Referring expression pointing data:
┌──

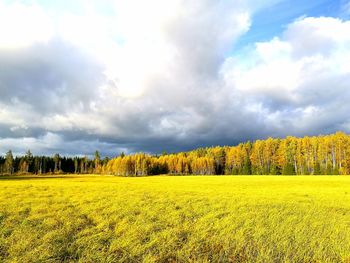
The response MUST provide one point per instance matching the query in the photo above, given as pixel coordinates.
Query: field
(175, 219)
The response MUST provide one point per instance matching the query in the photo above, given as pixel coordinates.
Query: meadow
(175, 219)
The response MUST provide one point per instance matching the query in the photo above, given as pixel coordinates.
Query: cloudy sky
(116, 75)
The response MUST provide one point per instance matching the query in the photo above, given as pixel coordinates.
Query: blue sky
(272, 20)
(114, 75)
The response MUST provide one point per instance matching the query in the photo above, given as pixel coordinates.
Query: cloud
(158, 77)
(299, 80)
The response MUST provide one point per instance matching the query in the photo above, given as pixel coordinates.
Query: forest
(316, 155)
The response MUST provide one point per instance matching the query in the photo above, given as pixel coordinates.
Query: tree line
(316, 155)
(56, 164)
(329, 154)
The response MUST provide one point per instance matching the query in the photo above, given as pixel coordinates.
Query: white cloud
(149, 75)
(299, 79)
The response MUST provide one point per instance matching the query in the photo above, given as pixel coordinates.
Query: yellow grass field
(175, 219)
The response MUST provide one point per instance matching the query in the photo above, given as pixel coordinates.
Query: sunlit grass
(164, 218)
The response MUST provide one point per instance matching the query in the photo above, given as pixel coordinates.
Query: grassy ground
(167, 219)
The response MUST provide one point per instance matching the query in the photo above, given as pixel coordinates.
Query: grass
(175, 219)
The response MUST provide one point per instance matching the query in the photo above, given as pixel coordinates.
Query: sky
(153, 76)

└──

- WORK ORDER:
Quote the entries above word for word. Leave the images out.

- ANSWER TO THE PROBLEM:
The response MUST provide one point per instance matching the query in the photo above, given as pixel coordinates.
Query: field
(175, 219)
The response MUST provide one point per instance matching the query in the photo above, given as pixel coordinates.
Query: meadow
(175, 219)
The response MUST provide one point per instance matching the query in the photo above, given as pixel coordinates.
Query: cloudy sky
(116, 75)
The response MUST provide one point per instance matching the query in the photo above, given as pixel coordinates.
Query: blue sky
(272, 20)
(114, 75)
The response MUST provide one point per instance matching the query in the photo above, given as pixel coordinates.
Query: cloud
(158, 77)
(299, 80)
The response MUST provide one point per instance matching the query in the photo above, given as pixel coordinates.
Query: forest
(316, 155)
The response MUST provide one point per instance matching the query in the photo above, given as pixel coordinates.
Query: tree line
(316, 155)
(56, 164)
(329, 154)
The response MUST provide one point per instance matching the query in the photo above, given as pixel coordinates.
Query: white cloud
(149, 75)
(299, 79)
The response MUST provide one point per instance matching the query in the photo above, given as pixel coordinates.
Query: yellow grass field
(175, 219)
The response MUST provide one point per instance matching the query in the photo above, given as pixel coordinates.
Query: sunlit grass
(164, 218)
The response MUST provide one point per instance matching the query in the photo above, given as pixel coordinates.
Query: grassy ground
(167, 219)
The response MUST provide one point per instance matching the query in the photo above, given as pixel coordinates.
Query: grass
(175, 219)
The response MUST provide one point per instance matching the query in the photo above, given as pixel coordinates.
Query: sky
(153, 76)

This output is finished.